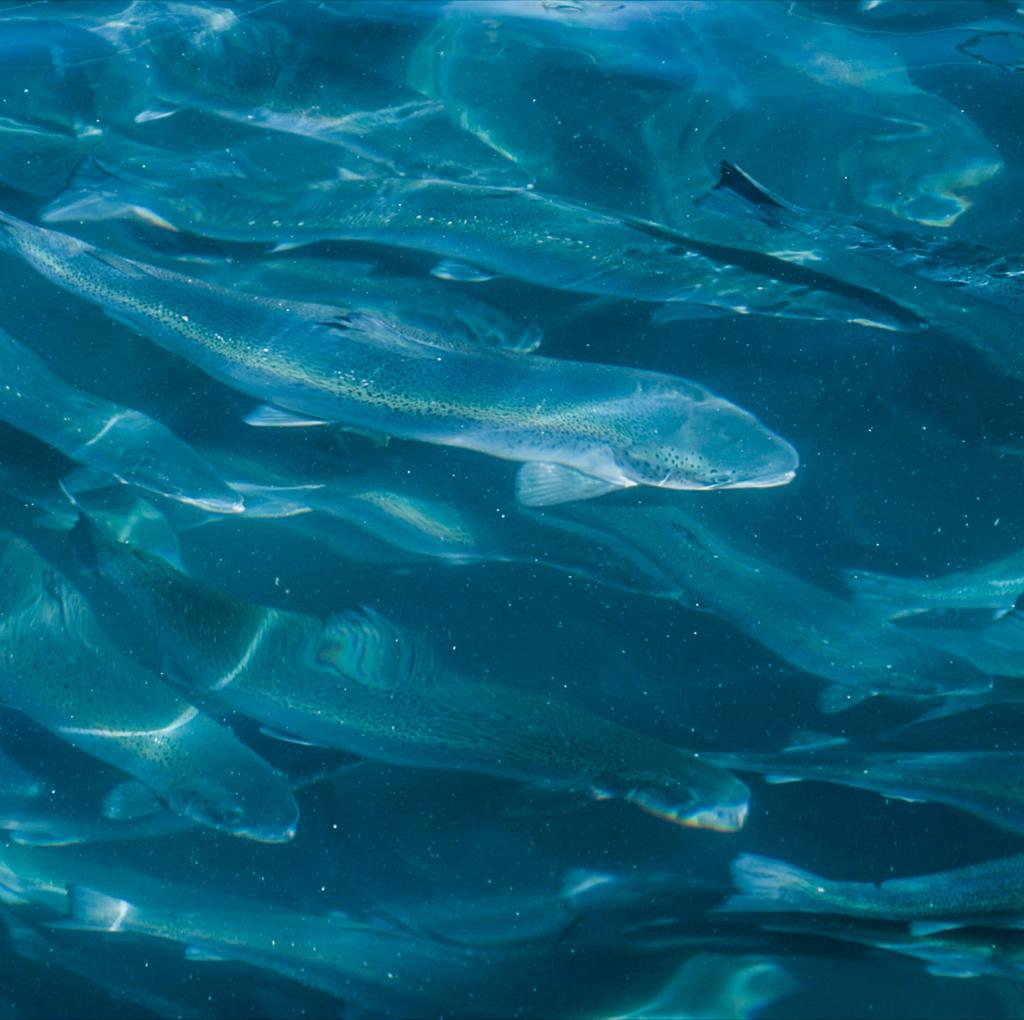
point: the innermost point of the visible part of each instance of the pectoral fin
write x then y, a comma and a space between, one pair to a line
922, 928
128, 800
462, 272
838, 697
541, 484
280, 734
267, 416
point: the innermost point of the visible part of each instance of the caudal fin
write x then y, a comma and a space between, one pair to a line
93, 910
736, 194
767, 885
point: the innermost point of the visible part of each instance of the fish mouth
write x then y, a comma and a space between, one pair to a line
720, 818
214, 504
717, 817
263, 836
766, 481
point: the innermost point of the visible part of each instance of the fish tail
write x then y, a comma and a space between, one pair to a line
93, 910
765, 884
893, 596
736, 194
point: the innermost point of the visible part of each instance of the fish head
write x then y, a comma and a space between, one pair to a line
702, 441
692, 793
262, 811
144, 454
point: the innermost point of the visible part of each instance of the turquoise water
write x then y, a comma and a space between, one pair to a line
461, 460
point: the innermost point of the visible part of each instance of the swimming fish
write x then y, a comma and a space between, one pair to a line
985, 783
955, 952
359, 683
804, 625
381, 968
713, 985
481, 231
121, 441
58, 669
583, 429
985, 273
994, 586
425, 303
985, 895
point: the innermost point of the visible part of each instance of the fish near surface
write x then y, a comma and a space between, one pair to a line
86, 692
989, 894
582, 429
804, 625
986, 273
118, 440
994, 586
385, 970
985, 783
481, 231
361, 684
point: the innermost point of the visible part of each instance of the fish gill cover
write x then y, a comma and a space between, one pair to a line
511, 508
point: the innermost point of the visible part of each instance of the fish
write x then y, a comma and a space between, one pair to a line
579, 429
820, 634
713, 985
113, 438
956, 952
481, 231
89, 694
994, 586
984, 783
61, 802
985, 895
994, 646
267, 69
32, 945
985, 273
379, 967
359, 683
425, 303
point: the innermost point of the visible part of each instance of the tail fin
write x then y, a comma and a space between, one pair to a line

◆ ◆ ◆ ◆ ◆

### Work to be completed
Quote everything from the line containing "fish near surface" down to the final line of the items above, keeping every character the same.

### Exercise output
point: the innermost point of the visible part of each instance of the fish near surface
write x then y, a comma and a space between, one pair to a line
86, 692
989, 894
582, 429
804, 625
986, 273
118, 440
994, 586
385, 970
985, 783
481, 231
361, 684
point: the innermost point of the visible part of each instance of the fish gill cover
write x then y, a comma and a space between, one pair to a line
511, 508
point: the innermost point of the visible part of each instance of the fish
write x then y, a comma and a space between, one pair to a line
579, 429
820, 634
713, 985
113, 438
956, 952
481, 231
89, 694
994, 586
984, 783
61, 802
985, 895
994, 646
267, 69
32, 945
985, 273
379, 967
359, 683
425, 303
point: the innermost point of the visible part of each instance of the tail fin
write x then y, a comma and a space between, one pair to a line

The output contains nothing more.